[Source data]
>>
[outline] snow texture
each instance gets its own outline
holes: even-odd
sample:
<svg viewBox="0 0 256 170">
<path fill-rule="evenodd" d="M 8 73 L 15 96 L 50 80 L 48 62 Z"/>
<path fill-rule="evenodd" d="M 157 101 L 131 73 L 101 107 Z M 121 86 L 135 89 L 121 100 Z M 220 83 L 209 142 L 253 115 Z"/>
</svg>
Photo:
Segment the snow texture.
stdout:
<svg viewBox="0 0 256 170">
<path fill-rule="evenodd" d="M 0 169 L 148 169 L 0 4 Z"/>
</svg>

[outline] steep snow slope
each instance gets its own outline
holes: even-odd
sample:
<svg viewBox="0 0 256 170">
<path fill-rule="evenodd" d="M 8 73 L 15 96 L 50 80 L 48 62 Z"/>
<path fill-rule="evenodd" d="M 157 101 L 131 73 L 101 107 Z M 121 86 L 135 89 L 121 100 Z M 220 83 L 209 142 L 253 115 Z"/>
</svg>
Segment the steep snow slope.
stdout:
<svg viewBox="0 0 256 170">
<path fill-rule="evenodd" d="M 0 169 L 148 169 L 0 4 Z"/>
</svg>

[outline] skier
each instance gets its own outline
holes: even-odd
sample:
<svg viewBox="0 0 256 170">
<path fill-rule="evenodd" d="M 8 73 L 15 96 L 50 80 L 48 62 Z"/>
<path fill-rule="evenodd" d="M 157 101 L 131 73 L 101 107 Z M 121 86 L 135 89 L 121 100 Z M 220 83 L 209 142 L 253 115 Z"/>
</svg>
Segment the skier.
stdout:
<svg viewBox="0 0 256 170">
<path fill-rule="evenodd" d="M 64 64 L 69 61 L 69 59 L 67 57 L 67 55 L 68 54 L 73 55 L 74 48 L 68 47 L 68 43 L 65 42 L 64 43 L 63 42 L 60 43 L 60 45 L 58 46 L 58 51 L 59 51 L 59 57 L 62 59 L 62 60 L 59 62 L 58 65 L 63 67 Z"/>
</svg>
<<
[What the exercise asks] Rewrite everything from the line containing "[outline] skier" down to the end of the data, putting "snowboarder" in place of "skier" and keeping all else the same.

[Final answer]
[outline] snowboarder
each instance gets its own outline
holes: even-odd
sample:
<svg viewBox="0 0 256 170">
<path fill-rule="evenodd" d="M 8 73 L 15 96 L 50 80 L 48 62 Z"/>
<path fill-rule="evenodd" d="M 157 101 L 131 73 L 101 107 Z M 121 86 L 135 89 L 121 100 Z M 220 83 L 209 142 L 253 115 Z"/>
</svg>
Segment the snowboarder.
stdout:
<svg viewBox="0 0 256 170">
<path fill-rule="evenodd" d="M 64 64 L 69 61 L 69 59 L 67 57 L 67 55 L 68 54 L 73 55 L 74 48 L 68 47 L 68 43 L 65 42 L 64 43 L 63 42 L 60 43 L 60 45 L 58 46 L 58 51 L 59 51 L 59 57 L 62 59 L 62 60 L 59 62 L 58 65 L 63 67 Z"/>
</svg>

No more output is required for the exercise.